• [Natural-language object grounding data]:
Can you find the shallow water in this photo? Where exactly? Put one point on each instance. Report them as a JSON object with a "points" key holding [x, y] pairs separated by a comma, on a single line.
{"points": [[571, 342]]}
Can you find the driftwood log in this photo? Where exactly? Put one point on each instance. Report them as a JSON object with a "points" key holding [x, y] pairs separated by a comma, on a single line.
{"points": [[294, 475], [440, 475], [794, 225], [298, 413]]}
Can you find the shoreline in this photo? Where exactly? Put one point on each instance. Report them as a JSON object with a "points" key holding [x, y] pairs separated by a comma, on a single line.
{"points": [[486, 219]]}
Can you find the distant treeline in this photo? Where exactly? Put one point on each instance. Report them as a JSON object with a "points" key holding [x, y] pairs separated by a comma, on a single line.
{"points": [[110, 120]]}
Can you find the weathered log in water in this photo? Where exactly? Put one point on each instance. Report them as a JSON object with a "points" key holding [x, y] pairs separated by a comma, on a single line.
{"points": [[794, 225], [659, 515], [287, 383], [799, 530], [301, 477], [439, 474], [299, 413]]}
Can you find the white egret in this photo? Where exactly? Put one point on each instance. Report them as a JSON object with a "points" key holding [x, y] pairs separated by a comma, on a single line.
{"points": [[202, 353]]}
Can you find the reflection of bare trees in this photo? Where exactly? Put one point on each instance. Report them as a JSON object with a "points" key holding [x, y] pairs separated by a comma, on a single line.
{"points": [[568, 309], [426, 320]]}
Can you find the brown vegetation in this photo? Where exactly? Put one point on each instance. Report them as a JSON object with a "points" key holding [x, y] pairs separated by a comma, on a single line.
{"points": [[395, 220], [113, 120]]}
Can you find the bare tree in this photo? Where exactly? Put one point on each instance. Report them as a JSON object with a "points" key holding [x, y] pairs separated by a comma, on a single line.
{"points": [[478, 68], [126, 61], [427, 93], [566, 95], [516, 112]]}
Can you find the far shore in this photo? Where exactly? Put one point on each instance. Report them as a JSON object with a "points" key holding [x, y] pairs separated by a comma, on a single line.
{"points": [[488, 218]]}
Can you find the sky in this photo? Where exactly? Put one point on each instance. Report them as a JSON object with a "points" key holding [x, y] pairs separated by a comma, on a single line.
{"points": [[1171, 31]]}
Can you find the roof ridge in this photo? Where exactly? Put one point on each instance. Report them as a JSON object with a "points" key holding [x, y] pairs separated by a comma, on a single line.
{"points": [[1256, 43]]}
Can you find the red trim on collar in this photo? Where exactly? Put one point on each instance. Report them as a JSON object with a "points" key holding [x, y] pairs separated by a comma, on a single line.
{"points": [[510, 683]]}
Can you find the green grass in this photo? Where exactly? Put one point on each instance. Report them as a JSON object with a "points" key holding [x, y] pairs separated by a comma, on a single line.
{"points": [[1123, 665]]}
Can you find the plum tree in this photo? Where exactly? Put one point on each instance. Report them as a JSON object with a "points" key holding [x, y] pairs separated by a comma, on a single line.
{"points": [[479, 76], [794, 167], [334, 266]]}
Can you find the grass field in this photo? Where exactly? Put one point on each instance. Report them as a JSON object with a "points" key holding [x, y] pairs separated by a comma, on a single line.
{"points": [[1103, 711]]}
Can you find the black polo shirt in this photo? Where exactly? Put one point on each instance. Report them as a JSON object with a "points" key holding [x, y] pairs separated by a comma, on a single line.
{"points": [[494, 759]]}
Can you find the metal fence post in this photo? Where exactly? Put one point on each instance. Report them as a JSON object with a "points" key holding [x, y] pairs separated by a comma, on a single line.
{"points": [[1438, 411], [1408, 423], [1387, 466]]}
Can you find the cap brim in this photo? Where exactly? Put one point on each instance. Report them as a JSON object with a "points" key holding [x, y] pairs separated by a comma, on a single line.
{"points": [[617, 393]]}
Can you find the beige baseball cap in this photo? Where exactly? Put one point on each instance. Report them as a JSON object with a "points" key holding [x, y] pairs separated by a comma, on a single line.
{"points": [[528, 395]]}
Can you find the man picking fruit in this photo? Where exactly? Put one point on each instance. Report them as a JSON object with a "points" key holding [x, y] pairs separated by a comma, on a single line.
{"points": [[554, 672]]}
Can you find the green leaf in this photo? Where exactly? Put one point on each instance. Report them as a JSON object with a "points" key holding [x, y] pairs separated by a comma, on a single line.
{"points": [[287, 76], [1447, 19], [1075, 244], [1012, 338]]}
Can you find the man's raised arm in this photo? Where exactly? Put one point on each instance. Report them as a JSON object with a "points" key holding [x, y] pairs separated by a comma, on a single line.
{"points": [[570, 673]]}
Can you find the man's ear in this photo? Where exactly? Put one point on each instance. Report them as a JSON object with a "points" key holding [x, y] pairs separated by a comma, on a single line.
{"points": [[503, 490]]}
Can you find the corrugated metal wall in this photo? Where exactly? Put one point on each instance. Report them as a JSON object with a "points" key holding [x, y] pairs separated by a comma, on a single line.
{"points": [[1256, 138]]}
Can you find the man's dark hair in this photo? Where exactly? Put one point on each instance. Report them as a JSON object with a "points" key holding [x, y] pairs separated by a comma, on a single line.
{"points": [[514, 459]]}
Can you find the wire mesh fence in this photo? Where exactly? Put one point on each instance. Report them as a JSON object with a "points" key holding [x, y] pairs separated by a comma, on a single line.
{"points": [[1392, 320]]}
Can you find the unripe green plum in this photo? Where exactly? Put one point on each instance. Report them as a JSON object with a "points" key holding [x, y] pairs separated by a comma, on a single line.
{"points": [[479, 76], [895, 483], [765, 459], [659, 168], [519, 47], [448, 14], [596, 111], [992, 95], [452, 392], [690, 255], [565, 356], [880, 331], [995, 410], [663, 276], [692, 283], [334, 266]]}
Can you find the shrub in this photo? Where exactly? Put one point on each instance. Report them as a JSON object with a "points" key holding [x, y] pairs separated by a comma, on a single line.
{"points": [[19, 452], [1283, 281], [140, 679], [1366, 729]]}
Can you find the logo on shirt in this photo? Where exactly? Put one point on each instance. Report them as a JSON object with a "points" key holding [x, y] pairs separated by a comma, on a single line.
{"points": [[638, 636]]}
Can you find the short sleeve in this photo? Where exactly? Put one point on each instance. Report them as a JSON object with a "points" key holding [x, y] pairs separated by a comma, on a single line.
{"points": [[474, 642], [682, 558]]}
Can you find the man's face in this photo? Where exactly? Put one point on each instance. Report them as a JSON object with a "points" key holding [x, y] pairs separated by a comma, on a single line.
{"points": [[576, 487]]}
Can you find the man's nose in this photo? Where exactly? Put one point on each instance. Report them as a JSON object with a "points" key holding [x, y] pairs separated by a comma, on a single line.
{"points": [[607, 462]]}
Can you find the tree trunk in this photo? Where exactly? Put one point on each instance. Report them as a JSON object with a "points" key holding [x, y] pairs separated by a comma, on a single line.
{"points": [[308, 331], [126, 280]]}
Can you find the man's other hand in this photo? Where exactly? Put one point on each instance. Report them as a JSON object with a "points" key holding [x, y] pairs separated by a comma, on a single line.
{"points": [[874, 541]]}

• [PROBLEM TO WORK ON]:
Could you print all of the entries again exactly as they stand?

• [RESULT OF THE EXERCISE]:
Can you find the shallow water in this photo? Where exactly? Put one point on each instance. Report them as a JSON object with a "points" key holding [x, y] pairs separated by a comma, on a single line.
{"points": [[571, 342]]}
Can you find the driftwood log in this photo? Where exactly? Put one point on each instance. Report them as a JSON object with a "points" key holding [x, y] pairs separated by a comma, on a single line.
{"points": [[294, 475], [440, 475], [794, 225], [298, 413]]}
Can you find the shoreline in this photo? Where exactly? Put one point on each instance. Report them as a JSON object with a "points" key holding [x, y] pairs separated by a comma, on a single line.
{"points": [[486, 219]]}
Can you find the distant treeline in this photo? Where exactly? Put one point on each instance. Report them as a JSON object with a "points" key holding [x, y] pairs separated by a comma, on a single line.
{"points": [[110, 120]]}
Can you find the weathered log in water in this photo? Where exactly? Put one point on each instance. Report them as a JSON object with a "points" key holding [x, y] pairs separated by a comma, on a single line.
{"points": [[794, 225], [659, 515], [287, 383], [799, 530], [301, 477], [439, 474], [299, 413]]}
Can you find the white egret in this photo? Where exactly? Put one point on each instance. Report them as a JSON object with a "points" key holding [x, y] pairs separated by a comma, on a single line.
{"points": [[202, 353]]}
Can you find the reflection of bare trees in this photo? Where exactly? Put one point on each instance. Report them as a JSON object with a "points" key holding [x, y] pairs separated by a comma, on a single line.
{"points": [[568, 309], [426, 320]]}
Can you find the brown vegetation in this photo? Where exactly? Put one point on each instance. Report them as a JSON object with a "points" key holding [x, y] pairs separated by a comma, on a single line.
{"points": [[395, 220], [113, 120]]}
Can you find the bare tree in this photo? Where exactly? Put one point on each instance. Report them as a JSON object with a "points" key holding [x, y] pairs separated by a comma, on a single line.
{"points": [[478, 68], [126, 61], [427, 93], [566, 95], [516, 112]]}
Can you find the far shore in this photo? Where exactly? Put one point on each instance. Report them as a JSON object with a "points" key holding [x, y] pairs separated by a comma, on a single line.
{"points": [[488, 218]]}
Can you find the sky in this photo? Where exactly? Put one point on each instance. Report them as a JSON object with a "points" key holding [x, y] pairs separated by a comma, on a single line.
{"points": [[1171, 31]]}
Can you find the roof ridge in this photo? Where exactly? Put one point on each instance. Report them as a JSON object with a "points" key holding [x, y] pairs separated by a comma, on a single line.
{"points": [[1256, 43]]}
Can you find the red trim on collar in this photo? Where exactly? Put one point on each instance. Report them as a JSON object with a "points" key holding [x, y] pairs separated by a comma, on a single line.
{"points": [[510, 683]]}
Can you find the green grass in this photo? Where exactly? Put one point on each instance. Report them as a JSON object with a "points" key holding [x, y] pairs separated by a comma, on a single line.
{"points": [[1123, 665]]}
Can you find the plum tree in this photo? Where exactly? Put one point on each instance. Report them as a JSON object with a "points" key holding [x, y] pairs separated by a comma, on a single line.
{"points": [[479, 76], [794, 167], [334, 266]]}
Can you find the grass field in this photo? Where exactly? Put one point on each instance. Report them as a JSON object with a "points" key holding [x, y] pairs separated by a comma, on a single line.
{"points": [[1103, 711]]}
Can you find the black polo shirt in this photo? Where exactly? Put one point on each instance. Report them as a JSON object with a "points" key holding [x, y] pairs separated by a comma, on a single line.
{"points": [[494, 759]]}
Can you find the metal fence post in this photo? Where exactly? Put one point on each instance. Report them as a JSON object with a "points" key holding [x, y] pairs separated by a comma, on a single line.
{"points": [[1438, 411], [1408, 423], [1387, 466]]}
Can you find the cap brim in this photo? Where exactly? Put one point on each instance. Report them as a JSON object with a "points" key holding [x, y] pairs separated by a comma, on a single line.
{"points": [[617, 393]]}
Can you find the beige baseball cap in this photo? Where exactly? Put one point on each instance. Report them as a JSON object with a "points" key holding [x, y] pairs separated by a comma, on a single line.
{"points": [[528, 395]]}
Can you find the man picking fruit in this photo? Where exactly? Put one point on each instance. Report them as a JSON object with a "points" key holding [x, y] pairs separated by a comma, on a single line.
{"points": [[554, 672]]}
Can you find the green leaf in this photo? Where exactly? Put one point on each instance. Report them as a JSON object with a "points" key holding [x, y] pairs separated by a comma, on a single line.
{"points": [[287, 76], [1447, 19], [1075, 244], [1012, 338]]}
Can you find the man's raised arm in this photo? Where exactly? Put one point on each instance. Report them as a JSON object with a "points" key holding [x, y] pairs separated by a comma, on a single line.
{"points": [[570, 673]]}
Can you find the man's ear in this photo? Where exactly? Put one point on each instance. Report them as a JSON object with a "points" key holding [x, y] pairs separated by a comma, on a single line.
{"points": [[503, 490]]}
Can you find the corrugated metal wall in this photo? Where exactly? Put one point on each instance. Report them as a JSON object with a "points" key holding [x, y] pairs separated by a comma, on a single line.
{"points": [[1256, 138]]}
Can you find the man's dark hair in this photo? Where exactly? Put one point on each instance. Report them as a JSON object with a "points" key holding [x, y] pairs separated by a comma, on a single line.
{"points": [[514, 459]]}
Can you find the wire mesh fence in this photo? Where exactly? Put one point on each instance. Report them as a JSON object with a "points" key holding [x, y] pairs separated by a comma, on a single line.
{"points": [[1392, 320]]}
Can you find the unripe green plum in this photo? Where exactly? Put one point on each instance. Report them as a JSON object with a "points" key holding [x, y] pairs separated by a comma, on a single line.
{"points": [[479, 76], [895, 483], [765, 459], [659, 168], [519, 47], [448, 14], [596, 111], [992, 95], [452, 392], [690, 255], [565, 356], [880, 331], [995, 410], [663, 276], [692, 283], [334, 266]]}
Can you find the shrub in this photo? Where exactly? Put one point on each instance. Report them as a JSON object with a "points" key holding [x, y] pairs separated by a comma, on a single line.
{"points": [[19, 452], [1283, 281], [140, 679], [1366, 729]]}
Can you find the logo on shirt in this photo? Where exactly? Put one point on each instance. Report them as a JSON object with a "points" key holding [x, y] pairs separated by a comma, on a single line.
{"points": [[638, 636]]}
Can you find the short sleeve in this photo? Where exactly? Put one point on each instance. Report them as a JSON object with a "points" key holding [x, y] pairs separated by a comma, on a single line.
{"points": [[474, 642], [682, 558]]}
Can you find the man's face in this photo? Where exactly? Put one point on each instance. Report them as a JSON object with a "points" key holding [x, y] pairs separated by a comma, on a single line.
{"points": [[576, 487]]}
Can you find the man's nose in this photo? Where exactly? Put one point on each instance. Report them as a JSON object with a "points" key holding [x, y] pairs separated by a comma, on a single line.
{"points": [[607, 462]]}
Can you find the tree trunk in this photo? Where exactly? Put one point on each instance. Report them as a JSON object with a "points" key holding [x, y] pairs separated by a comma, on a single line.
{"points": [[308, 331], [126, 280]]}
Can you find the man's other hand in this photo? Where exactly? Put one point on each instance. Report them as a JSON object with a "points" key holding [x, y] pairs separated by a comma, on a single line.
{"points": [[874, 541]]}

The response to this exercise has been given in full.